REQUIRED WORK
Write out the lines below word for word, leaving the pictures out of your answer.
* Start RECORDS SHOWN *
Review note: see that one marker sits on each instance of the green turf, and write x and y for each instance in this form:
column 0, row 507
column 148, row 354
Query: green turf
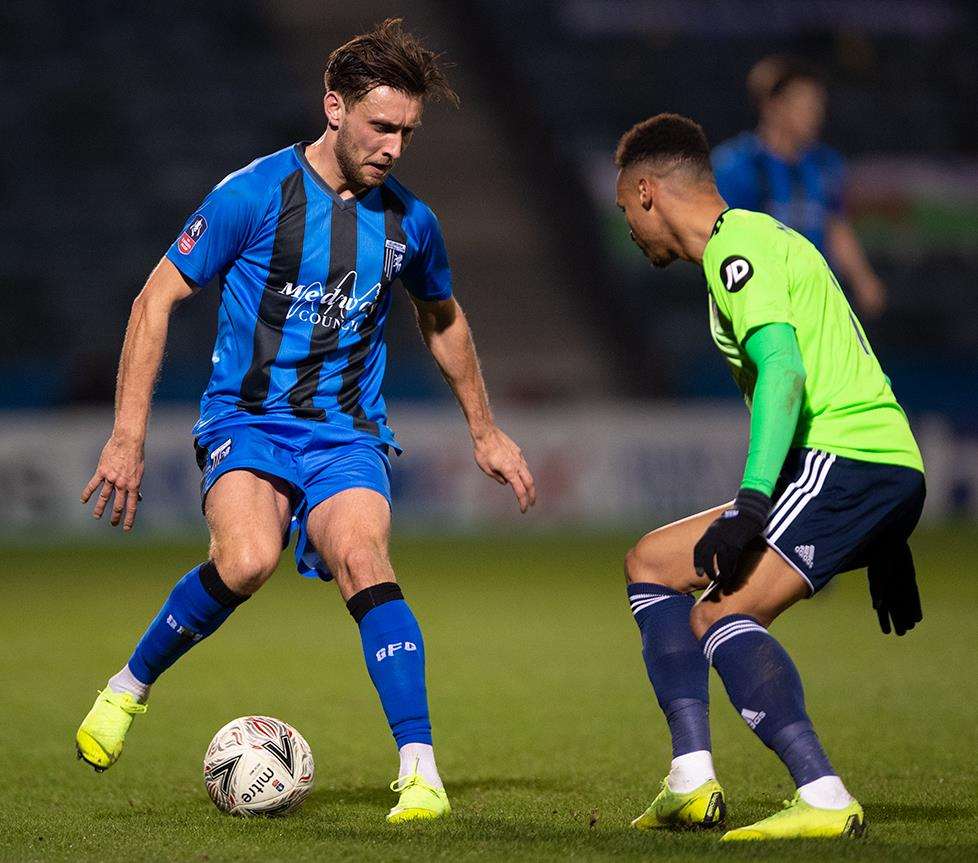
column 548, row 736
* End RECORDS SHOWN *
RESPONSE
Review note: see that one marker sits on each instance of the green turf, and write x and y for each instance in this form:
column 0, row 507
column 148, row 354
Query: green turf
column 548, row 736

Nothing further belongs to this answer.